§ Extract provided
=== Begin Enclosure ===

Reflecting the Social Role of Universities: SATU Assembly Discusses What Higher Education Can Do About COVID-19 and Climate Change
Written by Hsu Tsu-Yueh. Image credit to NCKU Office of International Affairs.
SATU serves as a platform for higher education partners to exchange ideas directly
The Presidents' Forum of Southeast Asia and Taiwan Universities (SATU President’s Forum) successfully held its General Assembly at National Cheng Kung University from November 2 to 3. The first SATU General Assembly in three years focuses on the theme “Forging Creative Pathways with International Education after the COVID-19 Pandemic – Utilizing Local Resources to Diversify Outreach and Innovation.” International educational partners discussed ways for higher education to contribute to global issues, featuring keynote speeches from Wendell Brase, Associate Chancellor for Sustainability of University of California, Irvine and Catherine Montgomery, Deputy Executive Dean, Global in the Faculty of Social Sciences and Health of University of Durham. The forum extended its discussions in sessions including “Environment and Sustainability,” “Health and Technology,” and “Digital Certification Development.”
Impacted by the COVID-19 pandemic, the biennial assembly originally planned for 2020 was postponed to this year. Yen-Yi Lee, Director General of the Department of International and Cross-strait Education of the Ministry of Education, expressed that the SATU forum is a great opportunity for international partners to share their expertise. The new possibilities emerging from the collaborations will be a leading factor in future operation and integration.

=== End Enclosure ===

§ Problem 1
Translate this sentence from the SATU General Assembly report into French: "Impacted by the COVID-19 pandemic, the biennial assembly originally planned for 2020 was postponed to this year."
§ Problem 2
Write a continuation of the SATU General Assembly report, beginning after its final sentence.

§ Supplied material

=== Begin Enclosure ===

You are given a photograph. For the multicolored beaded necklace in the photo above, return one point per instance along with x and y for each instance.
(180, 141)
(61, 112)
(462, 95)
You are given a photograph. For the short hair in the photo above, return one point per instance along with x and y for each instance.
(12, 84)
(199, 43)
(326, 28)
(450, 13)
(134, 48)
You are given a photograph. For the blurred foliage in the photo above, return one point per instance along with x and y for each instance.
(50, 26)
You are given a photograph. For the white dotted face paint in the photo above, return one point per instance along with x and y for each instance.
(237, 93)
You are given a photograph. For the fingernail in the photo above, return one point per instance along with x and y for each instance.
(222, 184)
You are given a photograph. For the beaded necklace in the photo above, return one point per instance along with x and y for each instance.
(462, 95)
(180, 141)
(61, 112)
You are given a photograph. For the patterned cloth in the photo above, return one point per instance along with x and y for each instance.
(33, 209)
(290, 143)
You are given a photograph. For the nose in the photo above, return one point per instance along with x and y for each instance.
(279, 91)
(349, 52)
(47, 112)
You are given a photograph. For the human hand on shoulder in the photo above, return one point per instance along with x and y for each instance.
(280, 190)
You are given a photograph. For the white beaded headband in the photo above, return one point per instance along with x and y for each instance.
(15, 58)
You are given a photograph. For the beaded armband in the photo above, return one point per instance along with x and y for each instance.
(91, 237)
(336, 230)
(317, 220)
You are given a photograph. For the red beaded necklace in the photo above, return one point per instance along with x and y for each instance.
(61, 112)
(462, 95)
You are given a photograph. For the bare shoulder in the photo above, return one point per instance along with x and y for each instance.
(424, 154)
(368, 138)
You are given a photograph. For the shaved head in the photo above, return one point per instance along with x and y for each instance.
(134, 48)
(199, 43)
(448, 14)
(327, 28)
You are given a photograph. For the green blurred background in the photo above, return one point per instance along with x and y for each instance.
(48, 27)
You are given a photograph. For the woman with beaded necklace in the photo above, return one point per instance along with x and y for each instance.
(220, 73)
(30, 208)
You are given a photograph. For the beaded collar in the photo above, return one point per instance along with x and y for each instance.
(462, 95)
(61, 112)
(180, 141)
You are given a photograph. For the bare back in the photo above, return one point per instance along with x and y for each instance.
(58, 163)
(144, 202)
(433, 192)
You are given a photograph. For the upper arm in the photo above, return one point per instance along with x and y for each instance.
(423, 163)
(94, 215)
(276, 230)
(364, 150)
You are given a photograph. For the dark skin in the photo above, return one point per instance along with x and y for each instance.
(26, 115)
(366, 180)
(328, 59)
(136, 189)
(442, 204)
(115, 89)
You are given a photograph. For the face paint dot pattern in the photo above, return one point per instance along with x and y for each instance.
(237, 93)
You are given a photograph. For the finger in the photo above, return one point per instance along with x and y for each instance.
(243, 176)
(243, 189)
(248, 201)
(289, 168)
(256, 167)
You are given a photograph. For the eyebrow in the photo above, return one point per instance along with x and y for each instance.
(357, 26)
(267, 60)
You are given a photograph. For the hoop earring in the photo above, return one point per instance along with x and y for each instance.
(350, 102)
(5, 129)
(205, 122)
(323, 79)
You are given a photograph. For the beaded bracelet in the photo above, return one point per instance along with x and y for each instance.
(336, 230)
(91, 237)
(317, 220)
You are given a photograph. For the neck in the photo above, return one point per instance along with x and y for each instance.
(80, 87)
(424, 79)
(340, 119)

=== End Enclosure ===

§ Task answer 1
En raison de la pandémie de COVID-19, l'assemblée biennale initialement prévue pour 2020 a été reportée à cette année.

§ Task answer 2
As the participating members turned on their video cameras at the beginning of the forum, Huey-Jen Jenny Su, Chairperson of SATU and President of NCKU, was filled with joy seeing partners and old friends again after three years. Su expressed that the global challenges lying ahead are complex and that the COVID-19 pandemic has revealed the necessity for cross-institutional cooperation to search for new solutions. In this time full of uncertainty, universities should take the bold step and reimagine what types of international education will be needed for the future. Higher education partners can directly exchange ideas in the SATU forum and look for new directions in the new era, realizing a better future together.
The first keynote speech of the forum was presented by Wendell Brase, Associate Chancellor for Sustainability of UCI, titled “Can Universities Play a Role in Creating a Sustainable Planet?” Observing from the COVID-19 pandemic and climate change issues, Wendell Brase expressed that humans are more vulnerable than we thought. In the face of these immense challenges, delayed responses cause tragic consequences, where many suffer or lose their lives.
The online forum gathers international universities and serves as an important platform for NCKU and higher education partners in Southeast and South Asia. Together, the partners reflect on contributions they can make when humans are facing difficulties. Wendell Brase pointed out that, as higher education institutions, universities are capable of teaching the lessons learnt from the pandemic, using international cooperation as a cornerstone to create new possibilities with scientific methods, technology, and educational energy.
“A global problem calls for global cooperation!” A single nation or continent cannot stop a pandemic or climate change, Wendell Brase urged for joint effort from everyone to strive for the better. As platforms for intellectual exchange, universities are responsible for cultivating future leaders, heighting social awareness, and coordinating stakeholders, to build a more sustainable future for the globe and the local community.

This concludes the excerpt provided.